Task brief
Could you render the lines starting at the one containing "58, row 75." and ending at the one containing "column 102, row 76" as a Markdown table with the columns Index and Text, numbering each row and leaving out blank lines?

★ ★ ★ ★ ★

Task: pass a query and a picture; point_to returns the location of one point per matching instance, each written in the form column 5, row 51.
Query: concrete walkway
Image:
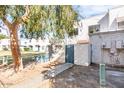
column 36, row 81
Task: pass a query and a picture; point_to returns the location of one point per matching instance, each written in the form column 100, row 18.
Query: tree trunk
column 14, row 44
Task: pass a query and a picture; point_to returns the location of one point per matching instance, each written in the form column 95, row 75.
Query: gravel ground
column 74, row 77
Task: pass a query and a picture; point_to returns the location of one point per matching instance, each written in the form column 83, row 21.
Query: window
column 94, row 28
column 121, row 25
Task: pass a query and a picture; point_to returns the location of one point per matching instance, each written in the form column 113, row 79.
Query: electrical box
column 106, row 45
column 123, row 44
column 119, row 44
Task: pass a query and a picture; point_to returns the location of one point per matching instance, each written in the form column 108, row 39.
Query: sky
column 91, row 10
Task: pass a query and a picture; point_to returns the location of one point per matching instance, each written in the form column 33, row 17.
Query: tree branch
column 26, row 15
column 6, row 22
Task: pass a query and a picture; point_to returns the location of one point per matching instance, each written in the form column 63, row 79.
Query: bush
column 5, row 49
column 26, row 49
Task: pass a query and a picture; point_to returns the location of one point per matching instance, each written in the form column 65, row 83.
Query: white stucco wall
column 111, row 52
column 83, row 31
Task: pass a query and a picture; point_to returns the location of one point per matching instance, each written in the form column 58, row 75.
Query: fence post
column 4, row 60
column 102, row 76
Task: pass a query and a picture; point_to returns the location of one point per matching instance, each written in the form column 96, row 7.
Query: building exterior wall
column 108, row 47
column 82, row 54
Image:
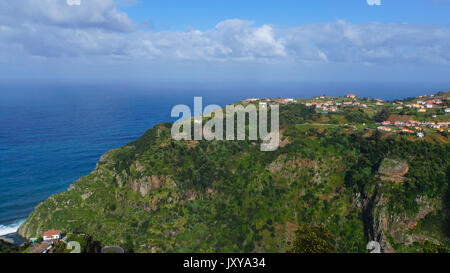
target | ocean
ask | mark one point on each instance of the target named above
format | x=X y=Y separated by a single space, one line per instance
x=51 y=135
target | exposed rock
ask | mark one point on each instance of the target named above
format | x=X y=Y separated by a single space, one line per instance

★ ★ ★ ★ ★

Task answer
| Index | Text |
|---|---|
| 1 | Task: pass a query and a picture; point_to returns the location of one point per matching instance, each written in the form column 58, row 75. |
| 2 | Query: fence post |
| 3 | column 4, row 60 |
| 4 | column 102, row 76 |